→ Source extract:
** Start **
Anna Shipman : JFDI

Replacing the SPA CMS

20 July 2018 / Technology / SPA conference

As part of my ongoing mission to update the SPA conference website, I had long wanted to replace the CMS. When I realised it was blocking the move to HTTPS, I knew the time was now. This post is about how I did that and what I learned.

The conference website used a CMS to generate the static pages

The functionality of the conference cycle, for example programme submission, reviews etc, is done through PHP scripts, but the generation of the static pages used CMSMadeSimple.

The CMS didn’t edit the site directly, it edited a staging site, which was in fact a subdirectory: spaconference.org/staging/. When the chairs were happy with the content in staging, they published it to the live site (another subdirectory, e.g. spaconference.org/spa2018) using a script called publish.php.

It wasn’t very secure

The staging subdomain and and the publish script were behind Basic Auth, which when coupled with the fact that the site was still HTTP (more on that another day) meant it wasn’t very secure. When new chairs joined the committee, I had to create their passwords for Basic Auth as I was the only one with access to .htpasswd, and email the passwords to them; very insecure. In addition, the publish script had the previous web admin’s credentials in it to allow it to work, which was a bit of a blocker to my plan of eventually open sourcing this code.

However, this is not a very high-profile website so the risk and impact of someone unauthorised gaining access is quite low. The CMS, while a bit dated, was relatively intuitive and easy for new chairs to use, so replacing it was not a high priority.

It was blocking the move to HTTPS

It became a priority to remove it when I discovered it was blocking moving the site to HTTPS. The issue wasn’t the CMS itself, but the publish script, which literally copied the page from the staging subdirectory to the current year subdirectory using curl. The version of OpenSSL running on the shared hosting didn’t support copying the page contents over HTTPS.

Because it’s shared hosting, it’s not possible for me to upgrade OpenSSL, so after considering various other ways to copy the site from staging to live, it became clear that the right solution was to bring forward my plan to remove the CMS and publish the site a different way.

Most of the pages were static so could be replaced with a Jekyll project

It was quite easy to choose Jekyll. I’m familiar with it from using it on this blog, and I know others are too. Hosting the project on GitHub meant that I could offload the issues around authorisation to GitHub, dealing with the security issues I mentioned above.

Using GitHub also has the advantage that people can see when others are editing and what changes are being published, and comment if neccessary. With the CMS, there was no way to tell if another user was editing at the same time. The publish script published everything, and a couple of the conference chairs had mentioned to me that this was a bit stressful, because there was no way of knowing if you were about to publish something half-finished that another chair was working on. With GitHub, you can see what commits have been made and what pull requests are open.

I also removed the necessity to run a separate publish script by setting the project up so that it deploys automatically to the live site on merge to master. This turned out to be quite tricky on shared hosting, so I wrote up how to do it.

The programme generation was a different kettle of fish

While most of the site content is completely straightforward, the programme generation was managed in a completely different way, not using the CMS. The programme was created via the PHP scripts, using a plug-in called Xinha as a WYSIWYG editor. Because the site is on shared hosting, this was vendored into our code, and was an old version.

Image showing how the edit programme with Xinha looked

The accepted sessions were available to be added via a drop-down menu. When chairs published the programme, the accepted session links were expanded to include all the details about the session and the session leaders, with links to the supplementary pages.
** End **
→ Records of labeled points:
** Start **
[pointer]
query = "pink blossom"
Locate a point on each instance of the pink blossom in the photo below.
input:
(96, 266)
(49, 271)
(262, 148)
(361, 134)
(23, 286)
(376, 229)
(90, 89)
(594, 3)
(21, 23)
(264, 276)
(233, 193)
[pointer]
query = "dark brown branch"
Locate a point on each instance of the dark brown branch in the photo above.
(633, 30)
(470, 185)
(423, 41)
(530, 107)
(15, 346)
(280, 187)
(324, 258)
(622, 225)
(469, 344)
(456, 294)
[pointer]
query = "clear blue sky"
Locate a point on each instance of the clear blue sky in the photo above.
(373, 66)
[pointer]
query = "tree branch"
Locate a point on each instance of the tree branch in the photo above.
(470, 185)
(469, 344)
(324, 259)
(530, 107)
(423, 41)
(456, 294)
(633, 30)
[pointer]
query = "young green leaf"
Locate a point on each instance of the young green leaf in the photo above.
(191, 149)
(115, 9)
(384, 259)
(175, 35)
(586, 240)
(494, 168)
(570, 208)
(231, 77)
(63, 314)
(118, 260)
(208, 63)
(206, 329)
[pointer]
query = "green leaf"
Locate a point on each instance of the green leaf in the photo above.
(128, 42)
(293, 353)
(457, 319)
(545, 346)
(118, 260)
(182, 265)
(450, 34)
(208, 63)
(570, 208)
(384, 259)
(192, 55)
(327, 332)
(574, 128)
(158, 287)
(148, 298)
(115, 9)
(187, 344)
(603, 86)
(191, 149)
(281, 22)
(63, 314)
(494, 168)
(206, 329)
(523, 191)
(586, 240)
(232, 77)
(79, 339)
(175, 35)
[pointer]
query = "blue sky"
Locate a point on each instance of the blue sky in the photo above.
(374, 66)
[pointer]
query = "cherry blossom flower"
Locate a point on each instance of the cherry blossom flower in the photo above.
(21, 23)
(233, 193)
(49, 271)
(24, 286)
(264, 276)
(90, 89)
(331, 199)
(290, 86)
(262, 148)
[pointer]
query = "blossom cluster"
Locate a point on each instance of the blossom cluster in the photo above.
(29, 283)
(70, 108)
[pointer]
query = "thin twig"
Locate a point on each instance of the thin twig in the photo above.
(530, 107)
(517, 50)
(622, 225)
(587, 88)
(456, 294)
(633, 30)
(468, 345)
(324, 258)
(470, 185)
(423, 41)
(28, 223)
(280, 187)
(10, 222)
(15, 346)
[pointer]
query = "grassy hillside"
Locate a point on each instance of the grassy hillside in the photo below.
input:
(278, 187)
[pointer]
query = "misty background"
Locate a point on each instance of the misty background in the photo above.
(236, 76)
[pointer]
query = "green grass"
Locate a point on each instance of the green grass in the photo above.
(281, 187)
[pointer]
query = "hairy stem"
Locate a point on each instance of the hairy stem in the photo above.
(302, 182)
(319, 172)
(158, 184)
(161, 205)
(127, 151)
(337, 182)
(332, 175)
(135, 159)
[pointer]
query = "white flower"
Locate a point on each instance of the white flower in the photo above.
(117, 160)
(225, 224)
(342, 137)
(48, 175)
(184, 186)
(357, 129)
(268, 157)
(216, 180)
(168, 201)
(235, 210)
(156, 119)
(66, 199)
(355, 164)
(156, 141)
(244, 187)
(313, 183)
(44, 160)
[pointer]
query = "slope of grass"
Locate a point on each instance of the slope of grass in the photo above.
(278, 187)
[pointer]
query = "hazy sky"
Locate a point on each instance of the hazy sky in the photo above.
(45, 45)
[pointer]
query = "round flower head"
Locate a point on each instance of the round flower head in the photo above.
** End **
→ Job: Extend the post on replacing the conference website's CMS, starting after its final sentence.

→ The response:
The session and session leader pages themselves had to be generated separately, using a publishallsessions.php script.

The process was not intuitive, but in theory it worked quite nicely because you could just add the sessions you wanted via a drop-down, and publishing it took care of generating all the rest of what was needed.

However, when I looked into it, it turned out that the last programme chairs who actually used it were me and Andrew in 2014. Subsequent chairs had generated or hand-written the HTML in a different way, including manually adding all the session details.

I wanted to create a process that had the good features of the old process (like automatically creating the session and session leader pages) but was easy enough to use that subsequent chairs would actually use it.

The programme had to look like the rest of the site

The way it had worked previously was that the “publish” button saved the HTML for the programme (so not the whole page, i.e. not the header and footer) to the file system on the server. If you look closely at the diagram above you can see the ‘Publish’ button says “to staging only”.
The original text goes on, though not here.